═══ 抜粋

また、「ほめてやれ!」の回を見て、ゴール時や敵を倒した時にほめてくれるようにしたのですが、これは思ったよりもよいものでした。少しわざとらしいのでは?と思ったりもしたものの、ポジティブな行動に対してはいちいち大げさにホメるくらいでよいのかもしれません。
そしてこれはとうふという題材ならではなのですが、単純な触りごこちにもかなりこだわりました。具体的には豆腐が物理でぷるぷると揺れるとか、コントローラーの振動フィードバックをするとかです。振動にこだわっているゲームっていいよね。
1時間でクリアできてよいとする
開発中盤くらいまでは、もっとムズい裏面やらなにやらを入れる予定だったのですが……最終的にはいっぽん道で隠し要素も収集要素もなく、おおよそ1時間で遊びきれてしまう思い切った作りになりました。

══════
═══ 与えられた情報

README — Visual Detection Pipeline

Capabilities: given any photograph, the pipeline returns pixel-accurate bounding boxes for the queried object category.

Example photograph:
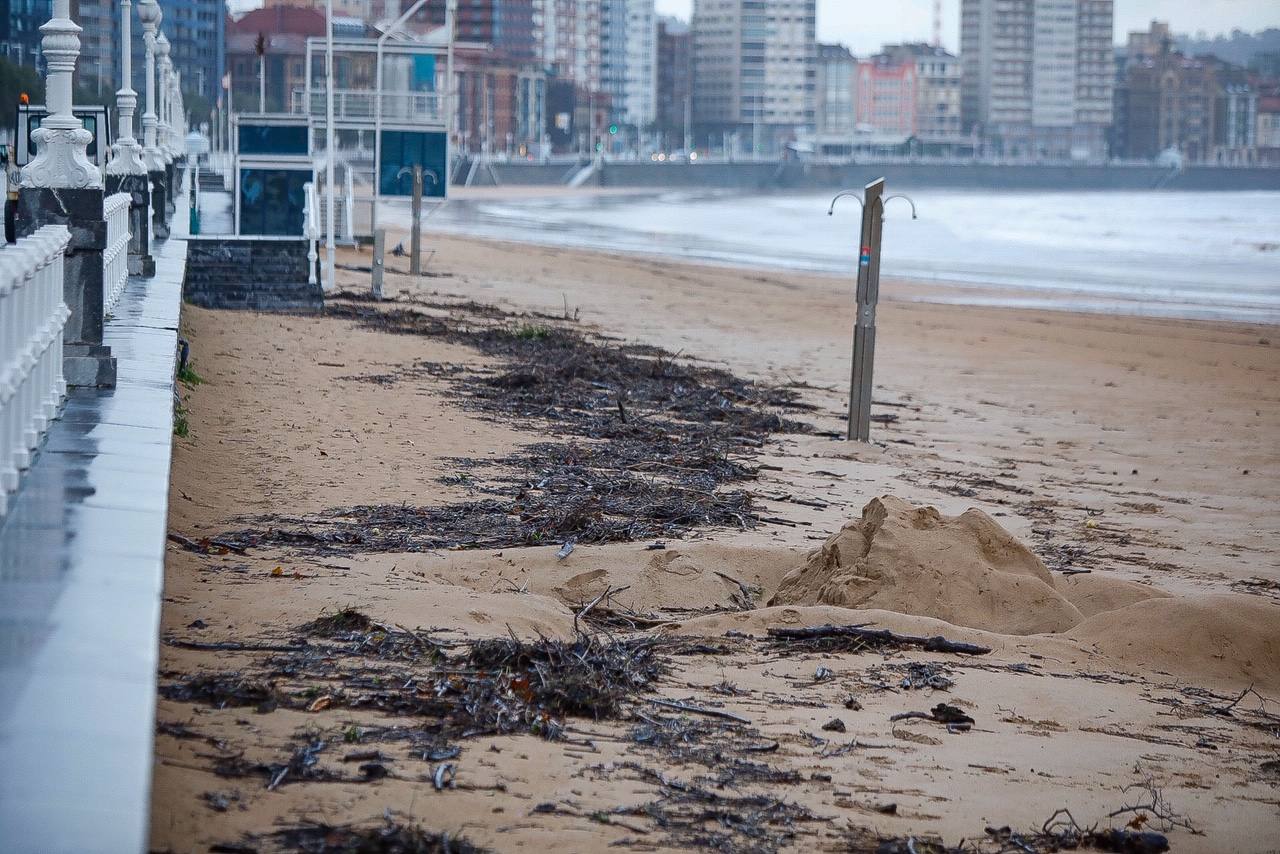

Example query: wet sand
[152,237,1280,851]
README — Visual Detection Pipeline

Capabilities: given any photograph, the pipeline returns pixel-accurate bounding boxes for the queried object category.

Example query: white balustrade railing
[102,193,131,314]
[0,225,70,515]
[302,181,320,284]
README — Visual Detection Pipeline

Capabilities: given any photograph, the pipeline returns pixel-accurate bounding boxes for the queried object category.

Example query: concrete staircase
[182,237,324,312]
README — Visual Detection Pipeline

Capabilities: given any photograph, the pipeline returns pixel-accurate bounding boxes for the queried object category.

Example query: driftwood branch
[769,626,991,656]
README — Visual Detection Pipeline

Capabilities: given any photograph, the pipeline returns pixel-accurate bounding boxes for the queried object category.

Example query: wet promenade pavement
[0,224,187,853]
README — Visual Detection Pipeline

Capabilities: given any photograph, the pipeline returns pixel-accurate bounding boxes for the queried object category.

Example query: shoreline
[151,238,1280,854]
[409,224,1280,337]
[407,187,1280,326]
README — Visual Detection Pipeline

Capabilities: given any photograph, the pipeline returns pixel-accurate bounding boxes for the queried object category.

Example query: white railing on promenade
[302,181,320,284]
[0,225,70,515]
[102,193,129,314]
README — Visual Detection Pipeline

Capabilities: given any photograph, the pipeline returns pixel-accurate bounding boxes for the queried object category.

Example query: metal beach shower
[827,178,916,442]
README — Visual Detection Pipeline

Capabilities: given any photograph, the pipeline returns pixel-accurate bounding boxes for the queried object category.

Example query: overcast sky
[657,0,1280,54]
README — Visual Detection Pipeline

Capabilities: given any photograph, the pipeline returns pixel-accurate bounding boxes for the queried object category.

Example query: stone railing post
[156,32,178,217]
[0,225,70,517]
[106,0,156,277]
[15,0,115,387]
[138,0,169,241]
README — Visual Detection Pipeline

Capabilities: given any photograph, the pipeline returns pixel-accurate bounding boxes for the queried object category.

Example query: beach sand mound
[769,495,1084,635]
[1066,593,1280,693]
[1055,574,1171,617]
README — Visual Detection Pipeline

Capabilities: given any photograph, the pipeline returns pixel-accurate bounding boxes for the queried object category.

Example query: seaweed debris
[211,818,485,854]
[219,302,813,554]
[160,608,668,742]
[604,762,820,854]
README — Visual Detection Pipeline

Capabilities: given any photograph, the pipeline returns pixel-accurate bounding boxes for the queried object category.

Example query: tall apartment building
[0,0,54,74]
[538,0,602,92]
[658,17,694,149]
[692,0,818,152]
[813,45,858,137]
[854,54,919,140]
[386,0,537,63]
[960,0,1115,159]
[883,42,964,143]
[72,0,120,105]
[600,0,658,129]
[1117,22,1260,164]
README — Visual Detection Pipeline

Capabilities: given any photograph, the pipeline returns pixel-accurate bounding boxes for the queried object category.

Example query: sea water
[424,189,1280,324]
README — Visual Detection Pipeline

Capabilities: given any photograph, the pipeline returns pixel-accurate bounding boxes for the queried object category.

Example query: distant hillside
[1175,27,1280,65]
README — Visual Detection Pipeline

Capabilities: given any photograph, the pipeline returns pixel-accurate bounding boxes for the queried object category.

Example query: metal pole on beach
[827,178,916,442]
[325,0,338,291]
[408,164,422,275]
[847,178,884,442]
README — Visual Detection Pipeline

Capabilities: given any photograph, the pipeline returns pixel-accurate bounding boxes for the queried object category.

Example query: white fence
[0,225,71,515]
[102,193,131,314]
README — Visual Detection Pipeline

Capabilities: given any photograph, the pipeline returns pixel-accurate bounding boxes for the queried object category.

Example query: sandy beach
[151,230,1280,853]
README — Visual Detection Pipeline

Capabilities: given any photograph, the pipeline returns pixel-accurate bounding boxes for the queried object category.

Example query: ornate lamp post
[22,0,102,190]
[15,0,115,385]
[138,0,169,239]
[156,32,173,163]
[106,0,156,277]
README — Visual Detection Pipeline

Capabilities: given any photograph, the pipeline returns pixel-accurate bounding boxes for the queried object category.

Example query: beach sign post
[827,178,915,442]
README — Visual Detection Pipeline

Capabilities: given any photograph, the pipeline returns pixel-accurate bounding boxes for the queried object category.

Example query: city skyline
[655,0,1280,55]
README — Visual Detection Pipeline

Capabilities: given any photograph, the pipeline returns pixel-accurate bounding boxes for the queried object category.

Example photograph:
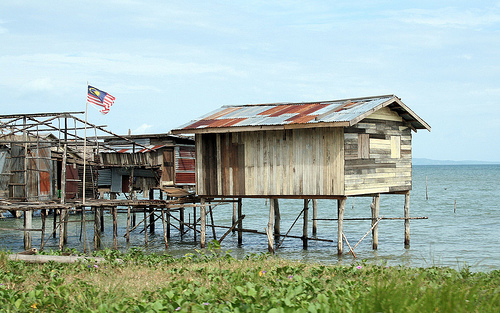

══════

* 作業内容 *
• A. ゲーム作りの振り返りの文を、「また、「ほめてやれ!」の回を」のあるところから「っているゲームっていいよね。」のところまで書き直してください。そのとき「コントローラー」を「ゲームパッド」に変えてください。
• B. ゲーム作りの振り返りの文を、最後の文のあとから書き足してください。

* 作業ごとの結果 *
• A.
また、「ほめてやれ!」の回を見て、ゴール時や敵を倒した時にほめてくれるようにしたのですが、これは思ったよりもよいものでした。少しわざとらしいのでは?と思ったりもしたものの、ポジティブな行動に対してはいちいち大げさにホメるくらいでよいのかもしれません。
そしてこれはとうふという題材ならではなのですが、単純な触りごこちにもかなりこだわりました。具体的には豆腐が物理でぷるぷると揺れるとか、ゲームパッドの振動フィードバックをするとかです。振動にこだわっているゲームっていいよね。

• B.
そもそも、「大作ゲームのついでに遊ぶとうふ的ポジションのゲーム」というコンセプトで作り始めているため、大作のようにサービス精神旺盛に作っていてはいつまで経ってもゲームが完成しないわけです。
そんなわけで、発売を数ヵ月前にして「このゲームは1時間でクリアして満足するものでよい!」という決心がつき、とうふ体験に寄与しないあらゆるムダを切る決心がつきました。それを決めたらなんとなく気持ちもラクになった気がします。
ミスしても即座にリトライできたり、1ステージがわりかし短めだったりするのはこういったいきさつもあります。(ほんとはステージ作るのが面倒だからこういう仕様になっただけということもある)
他にはフルチャージじゃないと敵を倒せないとか、残機を工場で手作りするとか、豆腐料理のレシピを各ステージで集めるとか……いろいろ余計なことを考えていたのですが、全部テンポを優先してボツになりました。そのぶん、触り心地、ムービー、とうふの質感など力を入れるべき点にはしっかり集中できたかと思われます。
ゲーム性は捨てる
チャンネル内で深く解説される「ゲーム性」という概念がありますが、これについては一切考えるのをやめました。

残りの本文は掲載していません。